Challenge 1: According to the essay on inequality, how many years has the family homeschooled their children?

Document text:

Inequality

We have homeschooled our children for the last 5 years.  It was not something I ever really saw myself doing, but I can say that is has been (for the most part) a wonderful experience.  As a homeschool mom, I have learned to immediately recognize when subjects and verbs do not agree, when someone uses “good” where “well” should have been, and I have a new found love for Algebra….yes, you read that right!  I love solving equations and making both sides be equal.  I, on more than one occasion, have sat down and done their homework right along with them because it stimulates my mind.  One part of Algebra that I don’t really like is solving inequalities (greater than, less than or equal to).  I like all things to be in balance.

Recently I have felt an inequality in my own life.  What started as a little uneasy feeling has turned into something that is quite hard to ignore.  I have always had reservations when it came to my daughter’s social media accounts.  I had a really hard time placing why I felt this way.  Confession time, she has over 60,000 followers on YouTube and I am not one of them.  For a long time I told myself that it was just too hard to watch the videos, they were like a high light reel of some of the hardest, lowest points in our lives.  I had already lived through it and I didn’t care to watch the reruns.

First, let me say that I LOVE the fact that she is reaching other people who suffer like she does and shining hope into their dark days.  I am so very proud of her for that.  Just yesterday she got a message from someone in England who has EDS and they went to the emergency room and her nurse knew all about her condition because she follows Michelle on YouTube.  Some one across the globe received better care because Michelle was brave enough to pick up her camera and invite others along into the dark messy parts of her life.  That is honorable.

The truth about my uneasiness has nothing to do with what she is doing.  It is all about me and my pride.  I am the queen of “I am fine!”  How are things going?? “We are doing good, how are you?”  Now trust me, this is just as much for your benefit as it is for mine.  I mean does anyone REALLY want to know how things are going when they see me in line at Target? Well……the honest truth is maybe they do.  They might not need the whole story but they probably genuinely care about how I am.

This is where the inequality of the mask I wear proves me to be a fraud.  I saw someone I know from church at the store the other day and I assured them I was fine and we were all good.  Then I went home and watched Michelle’s Instagram story (as this woman may have too since she follows her) and the truth was right out there in the open.  WE ARE NOT FINE.  I do not like being vulnerable.  Instagram and YouTube share a part of my story that you would not know existed from exchanges you have with me in public.

Task material:

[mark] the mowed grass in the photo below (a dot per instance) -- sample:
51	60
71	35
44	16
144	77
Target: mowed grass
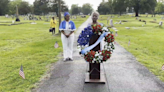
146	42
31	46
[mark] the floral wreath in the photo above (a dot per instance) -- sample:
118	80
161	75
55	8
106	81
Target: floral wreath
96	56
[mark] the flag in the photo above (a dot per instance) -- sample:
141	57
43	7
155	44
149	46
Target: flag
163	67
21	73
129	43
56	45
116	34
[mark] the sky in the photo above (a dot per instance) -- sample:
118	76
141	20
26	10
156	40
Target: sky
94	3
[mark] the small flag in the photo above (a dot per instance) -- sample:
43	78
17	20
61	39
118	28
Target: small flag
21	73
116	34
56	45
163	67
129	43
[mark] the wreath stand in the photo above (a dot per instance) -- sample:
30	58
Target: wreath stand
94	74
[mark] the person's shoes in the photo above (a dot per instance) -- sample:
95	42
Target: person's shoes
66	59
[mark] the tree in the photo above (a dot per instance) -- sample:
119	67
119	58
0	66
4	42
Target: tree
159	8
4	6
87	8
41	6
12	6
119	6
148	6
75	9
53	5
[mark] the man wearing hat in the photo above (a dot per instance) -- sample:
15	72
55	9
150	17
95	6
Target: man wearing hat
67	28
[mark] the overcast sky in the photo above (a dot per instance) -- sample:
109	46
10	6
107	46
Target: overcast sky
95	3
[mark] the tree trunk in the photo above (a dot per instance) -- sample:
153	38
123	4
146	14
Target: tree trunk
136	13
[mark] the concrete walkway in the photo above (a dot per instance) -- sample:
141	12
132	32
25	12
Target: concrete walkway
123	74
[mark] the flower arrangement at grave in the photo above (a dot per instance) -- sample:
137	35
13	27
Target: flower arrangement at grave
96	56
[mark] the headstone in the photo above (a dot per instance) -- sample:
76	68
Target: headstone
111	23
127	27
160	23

Challenge 2: Please collect every line of the entries that contains the word "small".

Written reply 1: Five years.

Written reply 2:
[mark] the small flag in the photo above (a dot per instance) -- sample:
Target: small flag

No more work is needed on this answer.